Every line of the entries below that includes "sheet" belongs in the answer, copied as written.

----- PROVIDED MATERIAL

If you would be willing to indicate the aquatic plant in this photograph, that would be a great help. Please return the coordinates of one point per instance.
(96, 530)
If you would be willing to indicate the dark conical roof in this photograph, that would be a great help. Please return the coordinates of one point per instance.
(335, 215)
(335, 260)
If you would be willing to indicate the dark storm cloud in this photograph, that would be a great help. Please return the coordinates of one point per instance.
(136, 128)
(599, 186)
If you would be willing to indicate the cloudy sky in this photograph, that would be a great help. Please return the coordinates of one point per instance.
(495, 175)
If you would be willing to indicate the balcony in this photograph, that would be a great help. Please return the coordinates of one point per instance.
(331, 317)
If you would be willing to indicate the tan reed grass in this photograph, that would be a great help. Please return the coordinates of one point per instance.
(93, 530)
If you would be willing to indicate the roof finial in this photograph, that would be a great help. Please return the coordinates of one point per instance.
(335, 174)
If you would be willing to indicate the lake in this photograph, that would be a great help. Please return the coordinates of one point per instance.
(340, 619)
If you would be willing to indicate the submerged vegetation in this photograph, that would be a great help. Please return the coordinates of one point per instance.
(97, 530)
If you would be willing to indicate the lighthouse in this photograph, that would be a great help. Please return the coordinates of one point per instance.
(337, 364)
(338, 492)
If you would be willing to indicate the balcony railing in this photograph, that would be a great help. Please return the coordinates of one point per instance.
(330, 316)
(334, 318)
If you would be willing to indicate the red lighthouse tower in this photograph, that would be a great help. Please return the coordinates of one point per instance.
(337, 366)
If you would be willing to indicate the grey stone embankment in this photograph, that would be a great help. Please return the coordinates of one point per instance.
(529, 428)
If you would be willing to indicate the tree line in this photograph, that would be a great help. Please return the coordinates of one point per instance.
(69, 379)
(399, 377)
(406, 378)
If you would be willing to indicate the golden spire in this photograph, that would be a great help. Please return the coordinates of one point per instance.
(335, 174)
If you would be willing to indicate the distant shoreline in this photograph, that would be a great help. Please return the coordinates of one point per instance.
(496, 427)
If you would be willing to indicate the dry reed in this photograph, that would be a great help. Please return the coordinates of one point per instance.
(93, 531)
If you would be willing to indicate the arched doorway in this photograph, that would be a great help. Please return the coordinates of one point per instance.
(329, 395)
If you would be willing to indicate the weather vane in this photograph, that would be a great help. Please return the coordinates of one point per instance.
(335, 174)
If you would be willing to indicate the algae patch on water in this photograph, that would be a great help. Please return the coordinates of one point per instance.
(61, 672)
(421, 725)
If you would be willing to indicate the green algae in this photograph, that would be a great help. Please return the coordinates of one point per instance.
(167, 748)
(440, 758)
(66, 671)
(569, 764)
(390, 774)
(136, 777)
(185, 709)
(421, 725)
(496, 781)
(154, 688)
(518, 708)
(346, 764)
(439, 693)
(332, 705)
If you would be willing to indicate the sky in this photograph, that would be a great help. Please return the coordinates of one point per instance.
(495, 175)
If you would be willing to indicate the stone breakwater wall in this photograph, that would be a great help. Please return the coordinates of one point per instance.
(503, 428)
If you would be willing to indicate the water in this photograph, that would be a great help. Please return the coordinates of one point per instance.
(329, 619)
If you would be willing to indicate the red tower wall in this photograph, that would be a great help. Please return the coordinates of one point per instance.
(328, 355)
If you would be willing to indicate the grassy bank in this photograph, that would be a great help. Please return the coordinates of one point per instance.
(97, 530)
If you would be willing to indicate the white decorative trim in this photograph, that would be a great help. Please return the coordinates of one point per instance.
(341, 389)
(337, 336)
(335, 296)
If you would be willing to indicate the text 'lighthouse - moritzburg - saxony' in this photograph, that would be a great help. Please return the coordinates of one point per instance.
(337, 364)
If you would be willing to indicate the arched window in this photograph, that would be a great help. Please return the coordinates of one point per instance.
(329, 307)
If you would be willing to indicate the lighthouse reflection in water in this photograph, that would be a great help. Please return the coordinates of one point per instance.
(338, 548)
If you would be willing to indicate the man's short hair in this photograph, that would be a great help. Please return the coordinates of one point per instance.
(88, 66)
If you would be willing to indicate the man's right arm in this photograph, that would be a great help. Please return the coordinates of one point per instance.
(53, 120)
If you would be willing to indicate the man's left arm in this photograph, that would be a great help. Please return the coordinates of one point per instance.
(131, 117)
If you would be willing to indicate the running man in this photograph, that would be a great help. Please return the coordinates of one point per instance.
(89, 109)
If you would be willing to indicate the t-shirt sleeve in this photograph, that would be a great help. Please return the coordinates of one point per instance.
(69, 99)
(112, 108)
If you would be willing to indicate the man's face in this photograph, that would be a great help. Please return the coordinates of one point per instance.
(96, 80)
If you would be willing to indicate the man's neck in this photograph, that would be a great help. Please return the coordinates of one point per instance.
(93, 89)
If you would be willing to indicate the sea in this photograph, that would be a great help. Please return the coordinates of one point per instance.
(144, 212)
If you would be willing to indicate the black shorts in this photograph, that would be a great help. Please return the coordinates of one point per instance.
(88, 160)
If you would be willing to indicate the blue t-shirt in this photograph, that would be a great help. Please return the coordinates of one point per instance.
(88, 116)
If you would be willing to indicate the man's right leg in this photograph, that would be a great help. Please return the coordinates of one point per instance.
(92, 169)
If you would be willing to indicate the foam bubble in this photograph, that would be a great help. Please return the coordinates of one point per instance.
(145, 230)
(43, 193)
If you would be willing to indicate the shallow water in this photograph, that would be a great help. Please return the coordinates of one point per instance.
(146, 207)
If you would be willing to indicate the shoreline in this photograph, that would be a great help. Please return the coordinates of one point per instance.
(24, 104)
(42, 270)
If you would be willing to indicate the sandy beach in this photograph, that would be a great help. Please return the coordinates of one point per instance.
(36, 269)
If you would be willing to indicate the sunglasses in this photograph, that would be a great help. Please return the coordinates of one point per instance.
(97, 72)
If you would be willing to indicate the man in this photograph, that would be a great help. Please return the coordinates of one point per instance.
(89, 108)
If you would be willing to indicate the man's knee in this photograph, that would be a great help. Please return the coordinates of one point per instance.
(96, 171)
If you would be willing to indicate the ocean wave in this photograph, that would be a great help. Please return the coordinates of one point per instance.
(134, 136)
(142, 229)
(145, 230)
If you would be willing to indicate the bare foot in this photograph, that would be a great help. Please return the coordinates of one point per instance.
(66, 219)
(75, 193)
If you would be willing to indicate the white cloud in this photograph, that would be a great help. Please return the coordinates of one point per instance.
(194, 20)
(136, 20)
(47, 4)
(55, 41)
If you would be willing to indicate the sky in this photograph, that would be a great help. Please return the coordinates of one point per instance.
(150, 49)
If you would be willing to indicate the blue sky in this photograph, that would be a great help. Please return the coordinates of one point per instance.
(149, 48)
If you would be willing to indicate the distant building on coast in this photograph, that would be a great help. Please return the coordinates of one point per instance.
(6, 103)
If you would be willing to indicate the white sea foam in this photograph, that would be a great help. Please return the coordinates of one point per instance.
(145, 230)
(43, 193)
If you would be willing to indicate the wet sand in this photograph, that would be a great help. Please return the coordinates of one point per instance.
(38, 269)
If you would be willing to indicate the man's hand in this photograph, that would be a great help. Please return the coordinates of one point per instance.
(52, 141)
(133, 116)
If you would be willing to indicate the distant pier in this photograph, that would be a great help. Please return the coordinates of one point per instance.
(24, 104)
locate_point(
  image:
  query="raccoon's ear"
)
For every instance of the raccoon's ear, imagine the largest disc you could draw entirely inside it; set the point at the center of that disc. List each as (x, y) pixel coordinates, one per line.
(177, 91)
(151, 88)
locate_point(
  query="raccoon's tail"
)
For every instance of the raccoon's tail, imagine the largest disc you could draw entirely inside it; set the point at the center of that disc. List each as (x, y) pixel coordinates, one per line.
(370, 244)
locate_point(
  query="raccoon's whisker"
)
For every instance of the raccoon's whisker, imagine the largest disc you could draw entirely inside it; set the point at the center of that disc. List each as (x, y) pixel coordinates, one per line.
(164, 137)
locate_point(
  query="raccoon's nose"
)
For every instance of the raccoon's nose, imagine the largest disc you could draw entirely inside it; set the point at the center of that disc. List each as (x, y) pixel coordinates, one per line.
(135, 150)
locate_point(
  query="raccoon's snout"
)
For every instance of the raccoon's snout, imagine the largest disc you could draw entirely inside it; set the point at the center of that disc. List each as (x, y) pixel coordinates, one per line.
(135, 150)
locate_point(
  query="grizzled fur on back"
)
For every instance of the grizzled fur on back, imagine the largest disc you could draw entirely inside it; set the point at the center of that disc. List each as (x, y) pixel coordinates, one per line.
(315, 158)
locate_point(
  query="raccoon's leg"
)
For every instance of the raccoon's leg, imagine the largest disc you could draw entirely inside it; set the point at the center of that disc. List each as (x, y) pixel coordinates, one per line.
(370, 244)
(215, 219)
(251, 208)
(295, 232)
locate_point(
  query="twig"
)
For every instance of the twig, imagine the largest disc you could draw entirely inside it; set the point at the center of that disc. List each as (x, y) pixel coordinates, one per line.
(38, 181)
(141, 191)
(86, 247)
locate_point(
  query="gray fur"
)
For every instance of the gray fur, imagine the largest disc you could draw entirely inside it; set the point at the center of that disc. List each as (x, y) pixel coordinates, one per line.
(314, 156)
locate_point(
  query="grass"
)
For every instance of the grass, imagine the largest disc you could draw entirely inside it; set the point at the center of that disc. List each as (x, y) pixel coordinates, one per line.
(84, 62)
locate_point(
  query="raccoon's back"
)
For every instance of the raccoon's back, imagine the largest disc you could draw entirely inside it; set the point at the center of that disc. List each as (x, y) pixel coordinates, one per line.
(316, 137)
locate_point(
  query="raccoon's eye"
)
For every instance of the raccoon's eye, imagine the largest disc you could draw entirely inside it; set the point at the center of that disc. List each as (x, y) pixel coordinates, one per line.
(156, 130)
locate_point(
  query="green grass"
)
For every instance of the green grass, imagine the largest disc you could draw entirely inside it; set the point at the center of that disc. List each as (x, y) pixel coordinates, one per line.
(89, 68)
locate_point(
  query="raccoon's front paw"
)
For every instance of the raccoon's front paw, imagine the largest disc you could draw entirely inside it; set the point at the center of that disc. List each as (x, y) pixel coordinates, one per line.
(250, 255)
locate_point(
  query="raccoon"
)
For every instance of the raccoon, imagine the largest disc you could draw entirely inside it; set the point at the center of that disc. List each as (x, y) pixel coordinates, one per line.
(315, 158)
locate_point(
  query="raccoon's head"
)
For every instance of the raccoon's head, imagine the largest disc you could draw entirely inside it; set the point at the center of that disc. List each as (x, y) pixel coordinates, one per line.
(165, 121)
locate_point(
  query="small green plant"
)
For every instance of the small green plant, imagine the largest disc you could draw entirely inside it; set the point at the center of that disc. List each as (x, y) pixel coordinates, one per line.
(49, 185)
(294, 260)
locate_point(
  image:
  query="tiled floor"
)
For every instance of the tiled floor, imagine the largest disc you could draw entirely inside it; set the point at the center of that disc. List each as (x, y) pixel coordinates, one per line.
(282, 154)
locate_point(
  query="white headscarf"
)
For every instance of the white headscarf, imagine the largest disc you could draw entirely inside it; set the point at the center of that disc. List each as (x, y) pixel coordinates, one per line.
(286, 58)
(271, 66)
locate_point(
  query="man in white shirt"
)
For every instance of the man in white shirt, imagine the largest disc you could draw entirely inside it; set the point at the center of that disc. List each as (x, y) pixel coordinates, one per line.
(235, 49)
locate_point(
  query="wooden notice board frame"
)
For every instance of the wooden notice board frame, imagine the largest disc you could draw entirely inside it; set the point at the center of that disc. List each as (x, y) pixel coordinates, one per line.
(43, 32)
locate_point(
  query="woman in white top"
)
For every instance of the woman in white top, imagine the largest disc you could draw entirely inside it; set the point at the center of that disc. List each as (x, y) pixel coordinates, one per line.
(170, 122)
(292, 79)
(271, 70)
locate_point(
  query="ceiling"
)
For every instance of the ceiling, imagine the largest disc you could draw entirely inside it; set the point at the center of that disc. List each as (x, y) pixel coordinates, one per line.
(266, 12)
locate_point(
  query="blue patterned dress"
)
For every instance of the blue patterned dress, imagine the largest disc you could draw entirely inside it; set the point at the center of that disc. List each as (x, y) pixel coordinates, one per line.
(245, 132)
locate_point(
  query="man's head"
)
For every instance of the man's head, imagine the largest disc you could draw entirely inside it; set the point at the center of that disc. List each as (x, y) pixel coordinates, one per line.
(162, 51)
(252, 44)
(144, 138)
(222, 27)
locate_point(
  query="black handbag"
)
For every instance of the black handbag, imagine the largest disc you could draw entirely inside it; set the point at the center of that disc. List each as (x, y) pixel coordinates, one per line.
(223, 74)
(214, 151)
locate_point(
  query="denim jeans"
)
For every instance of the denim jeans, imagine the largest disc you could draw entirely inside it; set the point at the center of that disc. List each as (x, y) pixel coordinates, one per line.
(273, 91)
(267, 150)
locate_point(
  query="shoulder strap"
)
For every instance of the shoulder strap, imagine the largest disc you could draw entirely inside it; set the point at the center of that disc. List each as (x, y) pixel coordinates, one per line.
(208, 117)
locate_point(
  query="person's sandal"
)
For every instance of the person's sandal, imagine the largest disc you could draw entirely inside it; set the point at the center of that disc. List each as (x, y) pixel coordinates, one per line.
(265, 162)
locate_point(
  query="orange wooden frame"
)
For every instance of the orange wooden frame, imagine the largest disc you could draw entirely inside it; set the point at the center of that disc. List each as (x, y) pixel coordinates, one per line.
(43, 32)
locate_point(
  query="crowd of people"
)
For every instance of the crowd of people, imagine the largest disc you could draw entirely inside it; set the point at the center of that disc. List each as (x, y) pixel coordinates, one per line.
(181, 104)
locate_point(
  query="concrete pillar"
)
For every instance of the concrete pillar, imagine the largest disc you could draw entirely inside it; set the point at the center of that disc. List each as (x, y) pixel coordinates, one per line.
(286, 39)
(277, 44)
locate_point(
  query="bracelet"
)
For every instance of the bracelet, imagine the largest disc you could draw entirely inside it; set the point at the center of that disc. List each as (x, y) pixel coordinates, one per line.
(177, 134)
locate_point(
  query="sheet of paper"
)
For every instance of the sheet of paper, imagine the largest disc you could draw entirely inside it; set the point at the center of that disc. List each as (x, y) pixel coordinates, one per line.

----------

REPLY TO THE TASK:
  query="sheet of paper"
For every instance of the sheet of paper, imagine the largest disc you could draw entirely inside it; set the point at the center of that disc. List each as (x, y) pixel coordinates, one per line.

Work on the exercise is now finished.